## [CHALLENGE]
Can you reproduce, word for word, every line from the start of the items through the line holding "[528,51,600,177]", with that line included, but without the pictures?

## [RECORDS FOR PROCESSING]
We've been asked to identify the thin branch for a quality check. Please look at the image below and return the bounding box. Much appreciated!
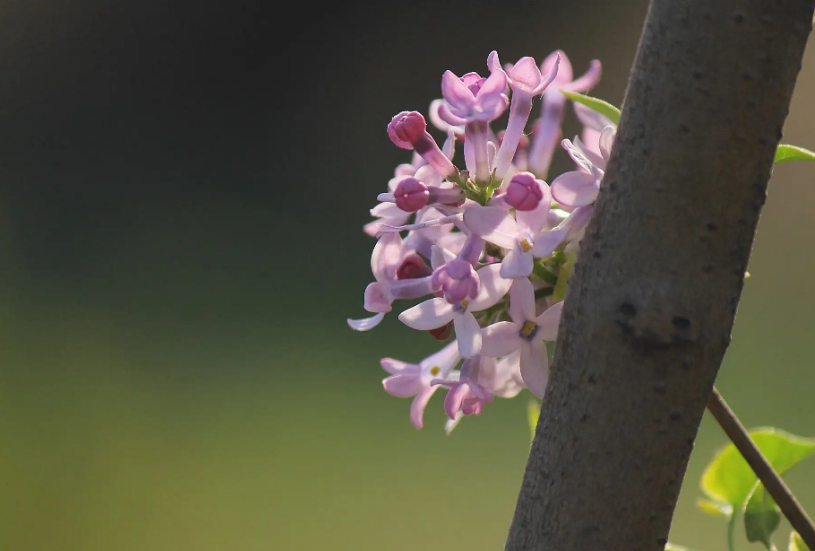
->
[707,387,815,549]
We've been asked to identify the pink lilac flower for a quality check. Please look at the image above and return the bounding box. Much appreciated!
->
[347,233,433,331]
[487,50,560,180]
[381,342,460,429]
[481,278,563,398]
[464,176,567,278]
[399,264,512,358]
[528,51,600,177]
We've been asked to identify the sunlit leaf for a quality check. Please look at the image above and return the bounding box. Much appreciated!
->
[696,499,733,518]
[773,143,815,163]
[526,399,540,440]
[561,90,620,124]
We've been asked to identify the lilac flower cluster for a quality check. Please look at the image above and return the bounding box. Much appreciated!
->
[348,52,615,432]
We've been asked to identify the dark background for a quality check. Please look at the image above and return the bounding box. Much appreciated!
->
[0,0,815,551]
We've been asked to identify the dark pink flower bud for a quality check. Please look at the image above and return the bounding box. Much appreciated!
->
[393,177,430,212]
[388,111,427,149]
[431,258,481,304]
[506,172,543,211]
[396,253,433,279]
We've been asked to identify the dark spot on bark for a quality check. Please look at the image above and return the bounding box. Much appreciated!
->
[671,316,690,330]
[620,302,637,318]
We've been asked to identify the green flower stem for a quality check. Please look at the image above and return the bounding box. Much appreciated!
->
[707,387,815,549]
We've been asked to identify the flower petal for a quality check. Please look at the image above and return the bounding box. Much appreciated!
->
[410,386,439,429]
[481,321,523,358]
[552,171,597,207]
[399,298,455,331]
[521,339,549,398]
[345,312,385,331]
[382,373,426,398]
[509,278,535,329]
[464,205,519,249]
[501,247,532,278]
[419,341,461,379]
[468,264,512,312]
[452,314,481,358]
[532,228,569,258]
[371,233,402,281]
[441,71,475,114]
[535,300,563,341]
[515,180,552,234]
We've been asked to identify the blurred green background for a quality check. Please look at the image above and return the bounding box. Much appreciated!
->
[0,0,815,551]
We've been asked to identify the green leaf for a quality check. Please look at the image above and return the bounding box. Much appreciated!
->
[526,398,540,440]
[552,252,577,303]
[561,90,620,124]
[789,531,809,551]
[696,499,733,518]
[744,484,781,551]
[776,144,815,164]
[701,428,815,509]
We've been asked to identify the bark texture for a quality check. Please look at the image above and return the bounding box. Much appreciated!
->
[506,0,815,551]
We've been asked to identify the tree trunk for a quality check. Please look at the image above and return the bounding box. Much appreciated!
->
[506,0,815,551]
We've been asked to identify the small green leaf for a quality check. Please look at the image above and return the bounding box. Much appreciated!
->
[701,428,815,509]
[696,499,733,518]
[526,398,540,440]
[789,531,809,551]
[772,144,815,164]
[744,484,781,551]
[561,90,620,124]
[552,251,577,303]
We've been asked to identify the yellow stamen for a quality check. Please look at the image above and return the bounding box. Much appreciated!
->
[521,321,538,337]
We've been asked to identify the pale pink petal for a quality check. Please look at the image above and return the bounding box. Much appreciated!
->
[532,228,569,258]
[346,312,385,331]
[481,321,523,358]
[552,171,597,207]
[515,181,552,234]
[444,385,469,419]
[371,233,402,282]
[379,358,412,375]
[507,57,543,94]
[382,374,425,398]
[464,205,519,249]
[362,281,392,314]
[410,386,438,429]
[399,298,455,331]
[468,264,512,312]
[501,247,533,278]
[521,338,549,398]
[509,278,535,329]
[535,300,563,341]
[441,71,475,112]
[419,341,461,379]
[541,50,574,87]
[452,314,481,358]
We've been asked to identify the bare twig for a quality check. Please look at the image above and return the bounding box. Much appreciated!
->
[707,387,815,549]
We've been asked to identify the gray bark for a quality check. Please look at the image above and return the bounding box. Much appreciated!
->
[506,0,815,551]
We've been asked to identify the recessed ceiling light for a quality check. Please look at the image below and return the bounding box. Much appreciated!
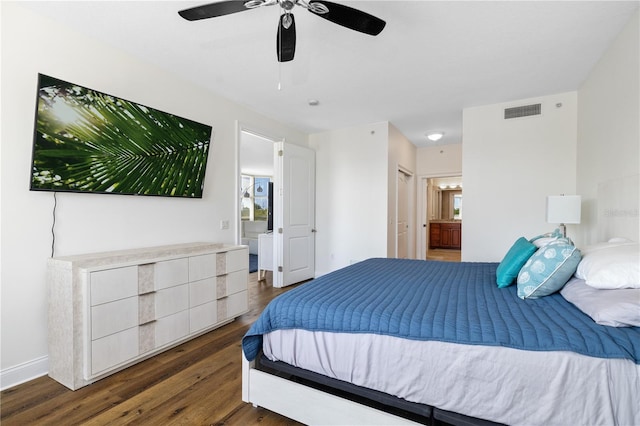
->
[427,132,444,142]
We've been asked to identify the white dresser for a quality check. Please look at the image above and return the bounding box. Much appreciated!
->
[48,243,249,390]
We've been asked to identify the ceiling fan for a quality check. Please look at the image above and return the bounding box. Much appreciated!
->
[178,0,386,62]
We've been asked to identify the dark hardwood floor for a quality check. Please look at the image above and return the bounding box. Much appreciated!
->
[0,272,299,426]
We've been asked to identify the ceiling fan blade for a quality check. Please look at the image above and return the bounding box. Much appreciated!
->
[276,13,296,62]
[308,0,387,35]
[178,0,249,21]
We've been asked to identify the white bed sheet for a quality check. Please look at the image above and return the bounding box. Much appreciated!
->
[263,329,640,426]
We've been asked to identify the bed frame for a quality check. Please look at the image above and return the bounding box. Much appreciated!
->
[242,175,640,426]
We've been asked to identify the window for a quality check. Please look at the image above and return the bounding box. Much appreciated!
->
[241,175,271,221]
[453,194,462,220]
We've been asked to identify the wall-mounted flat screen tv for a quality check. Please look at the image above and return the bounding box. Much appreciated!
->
[30,74,212,198]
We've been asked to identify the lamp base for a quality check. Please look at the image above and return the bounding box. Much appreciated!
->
[560,223,567,238]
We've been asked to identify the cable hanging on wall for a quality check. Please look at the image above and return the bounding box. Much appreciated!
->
[51,191,58,257]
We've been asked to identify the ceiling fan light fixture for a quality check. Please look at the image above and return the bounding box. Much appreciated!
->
[244,0,265,9]
[307,1,329,15]
[427,132,444,142]
[282,13,293,30]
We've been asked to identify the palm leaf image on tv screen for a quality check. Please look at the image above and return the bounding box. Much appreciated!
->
[31,74,212,198]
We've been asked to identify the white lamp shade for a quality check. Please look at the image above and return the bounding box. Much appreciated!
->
[547,195,582,223]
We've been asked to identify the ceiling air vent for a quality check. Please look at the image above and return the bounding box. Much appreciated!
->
[504,104,542,120]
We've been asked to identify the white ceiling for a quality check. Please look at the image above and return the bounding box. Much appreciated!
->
[25,0,639,146]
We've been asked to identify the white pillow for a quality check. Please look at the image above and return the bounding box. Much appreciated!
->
[575,243,640,289]
[560,277,640,327]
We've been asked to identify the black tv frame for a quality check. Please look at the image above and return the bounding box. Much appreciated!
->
[29,74,213,198]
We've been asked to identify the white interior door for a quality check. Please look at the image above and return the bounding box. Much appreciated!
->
[396,170,409,259]
[273,142,316,287]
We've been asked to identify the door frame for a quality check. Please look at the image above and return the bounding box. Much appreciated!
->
[234,120,284,250]
[394,165,416,259]
[416,172,464,260]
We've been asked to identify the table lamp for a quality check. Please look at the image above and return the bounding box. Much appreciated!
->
[547,195,581,237]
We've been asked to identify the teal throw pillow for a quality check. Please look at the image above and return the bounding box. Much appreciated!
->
[496,237,537,288]
[518,238,582,299]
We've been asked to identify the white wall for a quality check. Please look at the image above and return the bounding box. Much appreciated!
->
[416,143,464,178]
[577,12,640,243]
[0,2,308,388]
[387,124,418,258]
[309,122,389,276]
[462,92,578,262]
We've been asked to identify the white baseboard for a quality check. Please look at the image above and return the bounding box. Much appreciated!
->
[0,356,49,390]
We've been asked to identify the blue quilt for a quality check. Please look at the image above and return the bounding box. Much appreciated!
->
[242,259,640,364]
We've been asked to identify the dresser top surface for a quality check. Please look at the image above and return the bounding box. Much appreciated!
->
[49,242,247,267]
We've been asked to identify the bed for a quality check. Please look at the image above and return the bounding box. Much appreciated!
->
[242,175,640,425]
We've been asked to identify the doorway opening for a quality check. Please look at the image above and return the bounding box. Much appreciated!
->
[237,128,277,280]
[422,176,464,262]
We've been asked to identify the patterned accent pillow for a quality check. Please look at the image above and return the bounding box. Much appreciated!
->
[496,237,536,288]
[517,238,582,299]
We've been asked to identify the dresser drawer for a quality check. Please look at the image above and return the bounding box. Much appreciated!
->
[89,266,138,306]
[218,249,249,275]
[189,254,216,281]
[85,327,138,378]
[139,311,189,354]
[216,269,248,299]
[91,297,138,340]
[154,257,189,290]
[218,290,249,322]
[189,301,218,333]
[189,277,220,307]
[155,284,189,319]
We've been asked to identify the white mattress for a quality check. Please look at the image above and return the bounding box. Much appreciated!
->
[263,330,640,426]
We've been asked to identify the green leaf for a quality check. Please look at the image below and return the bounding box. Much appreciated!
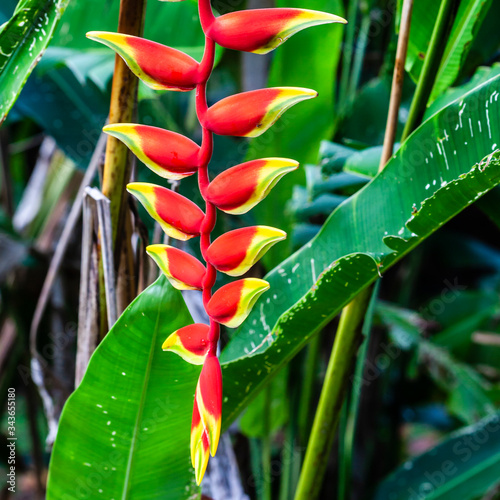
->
[430,0,492,101]
[377,305,495,424]
[373,414,500,500]
[425,63,500,119]
[405,0,492,101]
[248,0,344,268]
[47,277,200,500]
[240,369,289,438]
[222,77,500,426]
[0,0,69,124]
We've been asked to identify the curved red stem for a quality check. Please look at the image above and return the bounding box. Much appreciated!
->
[196,35,220,356]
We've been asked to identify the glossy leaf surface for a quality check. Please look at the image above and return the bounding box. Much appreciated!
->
[373,413,500,500]
[0,0,69,124]
[47,278,200,500]
[221,77,500,426]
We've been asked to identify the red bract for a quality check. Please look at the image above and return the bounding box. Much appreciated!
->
[207,9,346,54]
[162,323,210,365]
[127,182,205,241]
[146,245,207,290]
[207,226,286,276]
[201,87,317,137]
[87,31,200,91]
[103,123,200,180]
[206,158,299,215]
[88,0,345,484]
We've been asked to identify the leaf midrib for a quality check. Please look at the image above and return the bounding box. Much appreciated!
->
[121,286,165,500]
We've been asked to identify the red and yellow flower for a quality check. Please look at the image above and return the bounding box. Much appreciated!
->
[87,0,345,484]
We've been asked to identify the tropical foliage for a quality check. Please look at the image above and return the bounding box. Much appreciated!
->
[0,0,500,500]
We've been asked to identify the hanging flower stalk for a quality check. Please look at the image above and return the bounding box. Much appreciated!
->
[87,0,345,484]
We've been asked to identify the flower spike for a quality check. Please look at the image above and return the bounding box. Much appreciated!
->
[146,245,207,290]
[207,9,347,54]
[207,158,299,215]
[206,278,269,328]
[196,354,222,456]
[207,226,286,276]
[103,123,200,180]
[87,31,200,92]
[127,182,205,241]
[105,0,345,484]
[161,323,210,365]
[201,87,318,137]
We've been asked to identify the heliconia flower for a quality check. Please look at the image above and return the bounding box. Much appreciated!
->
[127,182,205,241]
[87,31,200,91]
[103,123,200,180]
[195,354,222,456]
[161,323,210,365]
[146,245,207,290]
[191,394,210,485]
[207,158,299,215]
[207,226,286,276]
[206,278,269,328]
[200,87,318,137]
[206,9,347,54]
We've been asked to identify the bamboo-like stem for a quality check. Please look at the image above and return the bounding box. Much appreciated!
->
[295,0,413,500]
[102,0,146,243]
[295,287,371,500]
[99,0,146,330]
[378,0,413,168]
[401,0,456,142]
[338,280,380,500]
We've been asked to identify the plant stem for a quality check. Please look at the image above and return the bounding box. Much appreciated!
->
[378,0,413,168]
[99,0,146,330]
[295,287,371,500]
[262,384,272,500]
[339,0,359,106]
[348,12,371,102]
[401,0,455,142]
[339,280,380,500]
[298,333,322,446]
[295,0,413,500]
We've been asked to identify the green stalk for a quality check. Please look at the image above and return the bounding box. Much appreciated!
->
[339,0,359,105]
[262,384,272,500]
[298,333,321,446]
[349,12,371,98]
[401,0,456,142]
[99,0,146,338]
[295,287,371,500]
[295,0,413,500]
[339,281,380,500]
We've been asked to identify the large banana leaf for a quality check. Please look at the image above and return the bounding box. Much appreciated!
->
[47,278,200,500]
[0,0,69,124]
[222,72,500,425]
[374,413,500,500]
[405,0,492,95]
[48,72,500,500]
[428,0,492,101]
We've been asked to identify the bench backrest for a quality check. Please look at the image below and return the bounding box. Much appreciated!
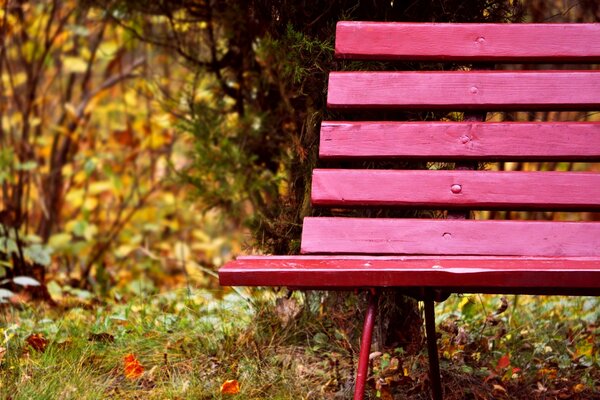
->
[302,22,600,257]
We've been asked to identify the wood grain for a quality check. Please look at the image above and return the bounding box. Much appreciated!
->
[302,217,600,257]
[327,71,600,110]
[219,256,600,295]
[311,169,600,210]
[319,121,600,160]
[335,21,600,62]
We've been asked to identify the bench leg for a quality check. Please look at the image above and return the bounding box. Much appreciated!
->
[424,300,442,400]
[354,290,379,400]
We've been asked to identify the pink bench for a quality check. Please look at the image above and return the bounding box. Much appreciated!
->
[219,22,600,399]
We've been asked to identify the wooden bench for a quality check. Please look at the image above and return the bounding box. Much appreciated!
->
[219,22,600,399]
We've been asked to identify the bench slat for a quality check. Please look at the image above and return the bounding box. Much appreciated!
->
[219,256,600,294]
[335,22,600,62]
[327,71,600,110]
[302,217,600,257]
[319,121,600,160]
[311,169,600,210]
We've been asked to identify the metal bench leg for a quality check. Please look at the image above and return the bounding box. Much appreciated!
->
[424,300,442,400]
[354,289,379,400]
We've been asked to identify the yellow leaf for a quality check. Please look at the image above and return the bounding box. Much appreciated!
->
[573,383,585,393]
[48,232,73,249]
[123,354,144,380]
[88,181,114,195]
[221,379,240,394]
[83,197,98,211]
[63,57,88,74]
[173,242,190,261]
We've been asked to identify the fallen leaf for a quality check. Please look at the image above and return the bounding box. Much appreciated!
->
[573,383,585,393]
[221,379,240,394]
[123,354,144,380]
[25,333,48,352]
[498,354,510,369]
[275,297,302,328]
[494,296,508,315]
[492,384,506,394]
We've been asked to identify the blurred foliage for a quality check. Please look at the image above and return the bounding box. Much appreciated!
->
[93,0,522,254]
[0,0,235,300]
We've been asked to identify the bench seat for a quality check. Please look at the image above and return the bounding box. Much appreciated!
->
[219,255,600,295]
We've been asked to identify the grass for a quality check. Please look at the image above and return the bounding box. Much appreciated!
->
[0,290,600,400]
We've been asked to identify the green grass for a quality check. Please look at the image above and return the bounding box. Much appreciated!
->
[0,290,600,400]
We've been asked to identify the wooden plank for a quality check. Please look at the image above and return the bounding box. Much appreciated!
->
[311,169,600,210]
[302,217,600,257]
[319,121,600,160]
[335,21,600,62]
[327,71,600,110]
[219,256,600,295]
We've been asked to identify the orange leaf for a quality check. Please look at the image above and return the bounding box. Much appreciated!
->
[123,354,144,380]
[221,379,240,394]
[25,333,48,352]
[498,354,510,368]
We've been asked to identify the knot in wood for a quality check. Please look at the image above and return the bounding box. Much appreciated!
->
[450,184,462,194]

## [TASK OUTPUT]
We've been asked to identify the thin branch for a quality check. Please look at the image below and return the bounding box. Much appreciated!
->
[707,387,815,549]
We've been asked to identify the pink lilac flower for a quality check. Please look at the image above and return the bounding box. Much appreciated!
->
[347,233,433,331]
[487,50,560,180]
[381,342,460,429]
[481,278,563,398]
[464,176,567,278]
[399,264,512,358]
[528,51,600,177]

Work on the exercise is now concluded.